• Problem statement:
Exactly repeat the full listing that follows.

• Records for processing:
——

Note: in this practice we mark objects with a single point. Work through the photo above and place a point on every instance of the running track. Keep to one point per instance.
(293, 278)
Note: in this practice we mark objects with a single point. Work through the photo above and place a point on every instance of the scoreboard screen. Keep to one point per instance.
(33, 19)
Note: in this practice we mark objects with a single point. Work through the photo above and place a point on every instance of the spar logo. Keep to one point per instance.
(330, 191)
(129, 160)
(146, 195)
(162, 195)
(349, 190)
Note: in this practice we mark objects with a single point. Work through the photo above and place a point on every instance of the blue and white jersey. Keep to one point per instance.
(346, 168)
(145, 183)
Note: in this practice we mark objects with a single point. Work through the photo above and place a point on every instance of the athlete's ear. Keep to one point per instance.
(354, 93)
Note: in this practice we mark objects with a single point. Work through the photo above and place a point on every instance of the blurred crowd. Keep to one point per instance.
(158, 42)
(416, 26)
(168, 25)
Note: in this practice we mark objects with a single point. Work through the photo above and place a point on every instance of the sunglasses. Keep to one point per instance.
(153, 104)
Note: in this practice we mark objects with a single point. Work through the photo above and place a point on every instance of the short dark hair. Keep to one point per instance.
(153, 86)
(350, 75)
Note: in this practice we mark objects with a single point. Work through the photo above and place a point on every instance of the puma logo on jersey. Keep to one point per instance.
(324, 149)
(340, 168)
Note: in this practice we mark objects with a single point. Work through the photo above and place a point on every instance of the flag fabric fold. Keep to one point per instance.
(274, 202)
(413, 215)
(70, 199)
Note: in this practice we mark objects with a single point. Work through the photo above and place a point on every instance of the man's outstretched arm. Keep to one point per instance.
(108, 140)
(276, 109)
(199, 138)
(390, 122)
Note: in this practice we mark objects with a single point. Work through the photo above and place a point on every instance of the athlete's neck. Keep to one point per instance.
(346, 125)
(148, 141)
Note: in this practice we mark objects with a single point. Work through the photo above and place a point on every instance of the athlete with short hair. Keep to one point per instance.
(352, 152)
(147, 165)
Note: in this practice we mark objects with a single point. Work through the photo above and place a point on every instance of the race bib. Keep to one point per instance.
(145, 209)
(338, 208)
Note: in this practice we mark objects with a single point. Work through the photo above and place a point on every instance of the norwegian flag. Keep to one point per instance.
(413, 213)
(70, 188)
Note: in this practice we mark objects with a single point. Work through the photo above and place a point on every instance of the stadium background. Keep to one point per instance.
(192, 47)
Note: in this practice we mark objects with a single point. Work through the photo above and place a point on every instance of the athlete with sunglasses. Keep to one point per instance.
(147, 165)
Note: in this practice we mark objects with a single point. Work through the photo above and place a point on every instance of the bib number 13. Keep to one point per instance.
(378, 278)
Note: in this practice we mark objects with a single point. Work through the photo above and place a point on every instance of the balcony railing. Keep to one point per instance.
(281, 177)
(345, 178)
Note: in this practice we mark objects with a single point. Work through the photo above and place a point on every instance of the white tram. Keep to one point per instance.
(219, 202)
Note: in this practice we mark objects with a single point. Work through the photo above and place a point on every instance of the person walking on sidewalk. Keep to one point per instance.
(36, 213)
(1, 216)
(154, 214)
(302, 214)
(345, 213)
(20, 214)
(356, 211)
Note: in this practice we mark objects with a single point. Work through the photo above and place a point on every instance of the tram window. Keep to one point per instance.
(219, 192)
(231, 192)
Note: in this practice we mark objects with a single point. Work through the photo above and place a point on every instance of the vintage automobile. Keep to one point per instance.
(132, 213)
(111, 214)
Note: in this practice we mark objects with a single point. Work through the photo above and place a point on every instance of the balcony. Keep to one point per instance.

——

• The result:
Note: in this practice we mark objects with a single point. Work through the photo above and place a point on every instance of the running track. Keep to one point per instance.
(293, 278)
Note: in this practice we mark objects with a single point. Work through the photo above and place a point on every instance of the scoreboard screen. Keep to one point per instance.
(33, 19)
Note: in this practice we mark objects with a single point. Work through the photo above and place a point on every instance of the spar logo. Keep to one point per instance.
(330, 191)
(129, 160)
(146, 195)
(162, 195)
(349, 190)
Note: in this practice we mark objects with a single point. Work through the photo above and place a point on every instance of the blue and white jersey. Keep to one point per instance.
(346, 168)
(145, 183)
Note: in this practice we mark objects with a single point. Work through the photo above and place a point on every instance of the athlete's ear. Keep to one point per instance.
(354, 93)
Note: in this practice we mark objects with a single point. Work through the photo above and place a point on every instance of the blurred crowd. Keep to one point per instance.
(158, 42)
(416, 26)
(168, 25)
Note: in this practice we mark objects with a single point. Work through the photo above and place a point on every instance of the sunglasses. Keep to one point per instance.
(153, 104)
Note: in this practice we mark objects with a single point. Work through the photo above and place a point on every instance of the short dark hair. Keep to one point per instance.
(153, 86)
(350, 75)
Note: in this practice we mark objects with a single point. Work through the photo above and place a point on every instance of the puma logo on jersey. Keep to one point per instance.
(324, 149)
(340, 168)
Note: in this practice we mark objects with a single point. Work through the photo above and place a point on every instance of the flag fabric fold. Keep to one point per instance.
(274, 202)
(413, 215)
(70, 199)
Note: in this practice we mark objects with a single point. Work through the photo above and place a point on every instance of the man's outstretched arm. Keep to one point per instance.
(108, 140)
(276, 109)
(199, 138)
(390, 122)
Note: in this practice we mark objects with a single point. Work through the photo above and place a point on every instance of the athlete's neck. Keep to one point per instance.
(346, 125)
(148, 141)
Note: in this practice we mark objects with a single point. Work through the photo above and place a point on every instance of the athlete with short hair. Keep to one point per instance.
(352, 152)
(147, 165)
Note: in this practice we mark objects with a single point. Work through the photo above and place a point on every instance of the race bib. Keep to one point per instance.
(145, 209)
(338, 208)
Note: in this practice we mark objects with a single point. Work through the photo above and place a point on every instance of the norwegian flag. Keep to one point per instance.
(413, 213)
(70, 188)
Note: in this practice we mark objects with a single point. Work through the photo above and place a point on every instance of the stadium background. Keep to one point per instance.
(192, 47)
Note: in this practice we mark objects with a single point. Work through the photo above and place a point on every instance of the athlete with sunglasses. Keep to one point per instance.
(147, 165)
Note: in this practice we mark objects with a single point. Work through the photo above and place a point on every instance of the bib number 13. Keep to one point per instance.
(378, 278)
Note: in this practice we mark objects with a single point. Work through the photo above and place a point on every instance of the balcony railing. Keep to one point per instance.
(281, 177)
(345, 178)
Note: in this practice we mark objects with a single point. Work through the photo above and place a point on every instance of the white tram. Keep to one point per instance.
(219, 202)
Note: in this practice we mark objects with a single point. Work through the photo above and place a point on every instance of the person walking on sidewalk. Keep to one point per instance.
(36, 213)
(1, 216)
(154, 214)
(302, 214)
(345, 213)
(20, 214)
(356, 211)
Note: in this practice we mark objects with a single point. Work through the photo above and place a point on every instance of the tram window. Keep to one point per instance.
(219, 192)
(231, 192)
Note: in this practice we mark objects with a single point. Work through the photo above and place a point on every instance of the vintage automobile. Keep to one point per instance.
(132, 213)
(111, 214)
Note: in this practice we mark objects with a single point. Work through the photo above and place a point on every instance of the balcony. Keep to one point per instance.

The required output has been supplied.